(Point annotation records)

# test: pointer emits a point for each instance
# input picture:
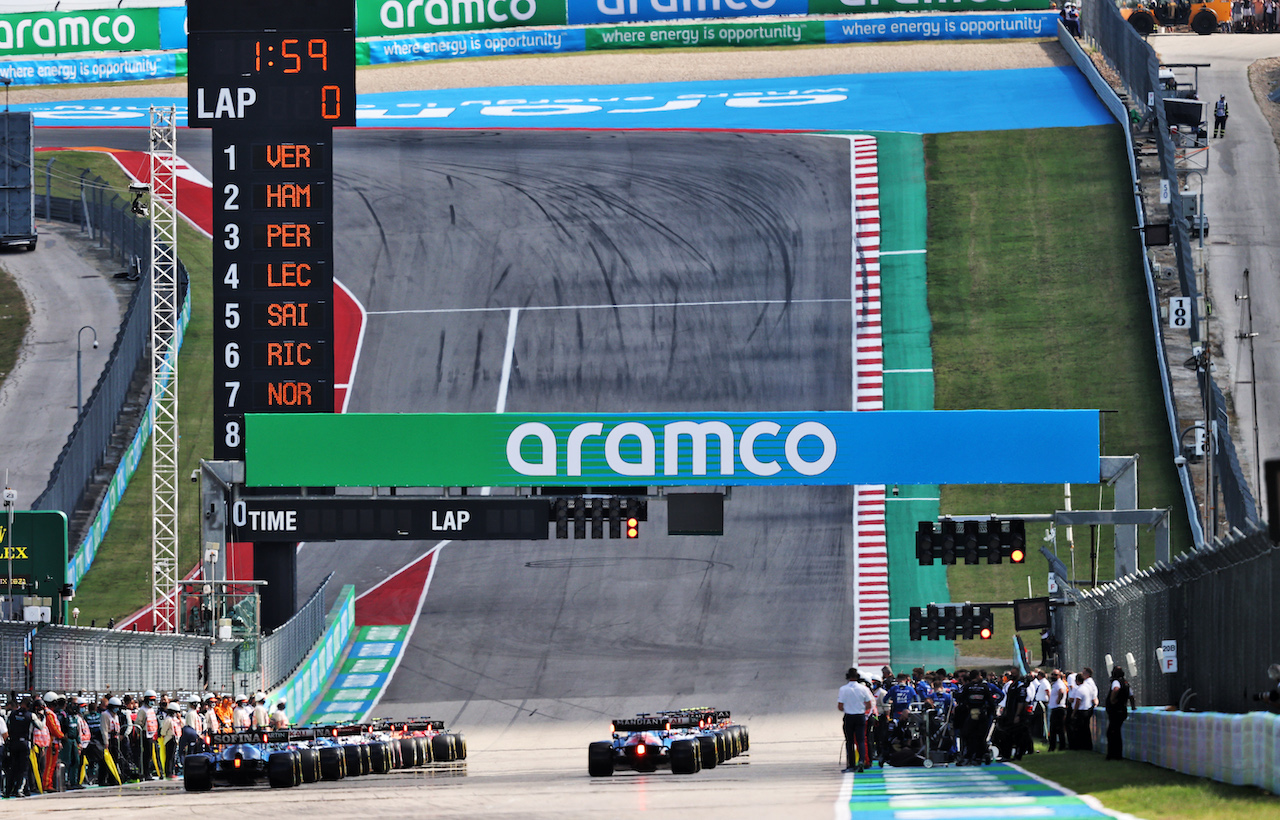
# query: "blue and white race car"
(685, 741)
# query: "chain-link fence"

---

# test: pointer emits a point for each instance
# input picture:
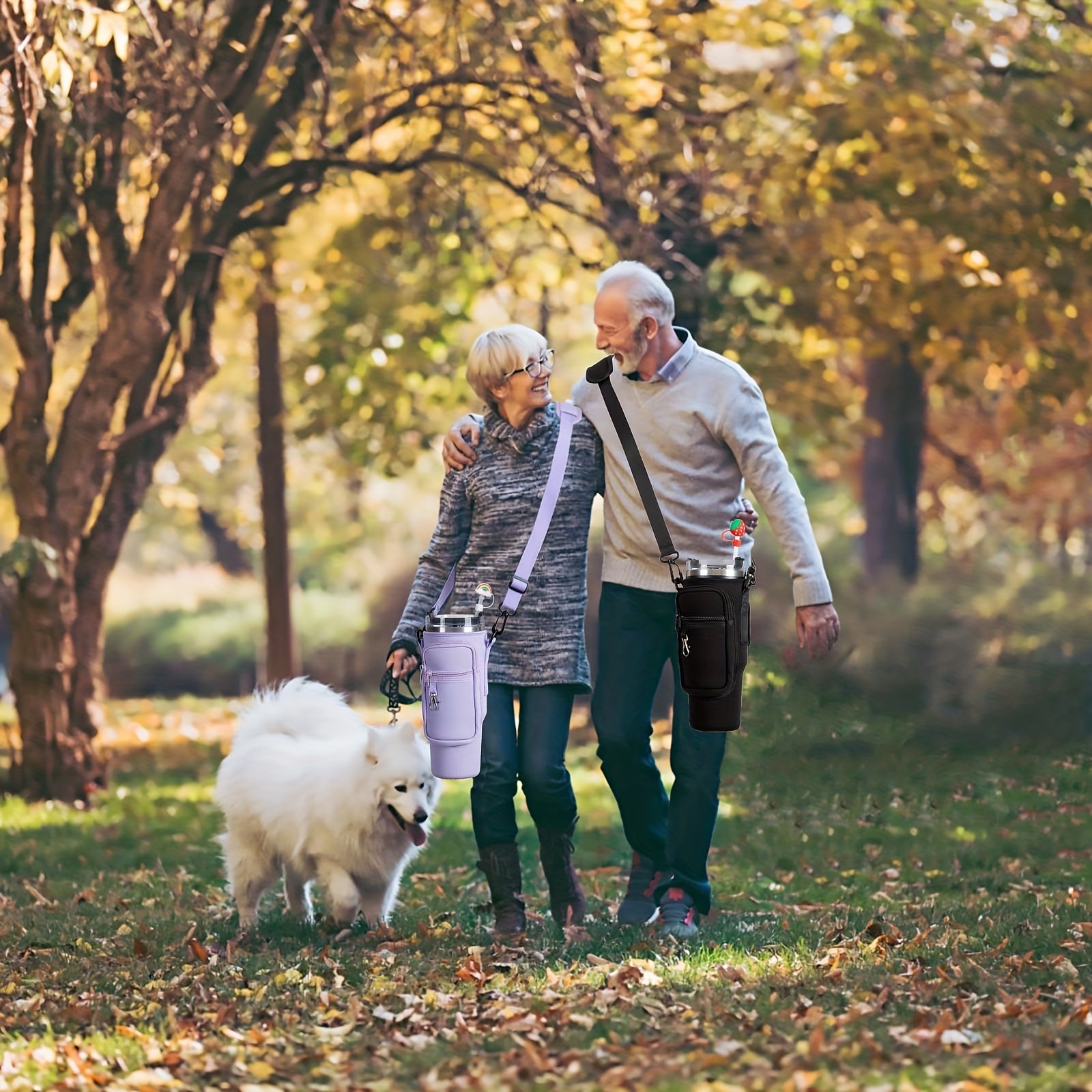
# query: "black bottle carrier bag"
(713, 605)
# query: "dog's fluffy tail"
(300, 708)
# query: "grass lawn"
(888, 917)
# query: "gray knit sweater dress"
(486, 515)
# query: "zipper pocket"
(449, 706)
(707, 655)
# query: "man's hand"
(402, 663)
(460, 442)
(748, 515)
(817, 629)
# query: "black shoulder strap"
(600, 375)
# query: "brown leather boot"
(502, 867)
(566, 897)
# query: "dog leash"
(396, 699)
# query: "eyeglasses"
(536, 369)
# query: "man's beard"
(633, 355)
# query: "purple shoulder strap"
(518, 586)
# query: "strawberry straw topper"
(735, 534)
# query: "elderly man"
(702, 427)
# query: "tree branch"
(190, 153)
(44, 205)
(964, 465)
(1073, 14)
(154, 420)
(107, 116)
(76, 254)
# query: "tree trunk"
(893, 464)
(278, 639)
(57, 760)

** Given request **
From the lines above, select and copy each one that contains the word "black".

** Problem solution **
# query: "black bottle carrier bag"
# query: "black shoulder strap"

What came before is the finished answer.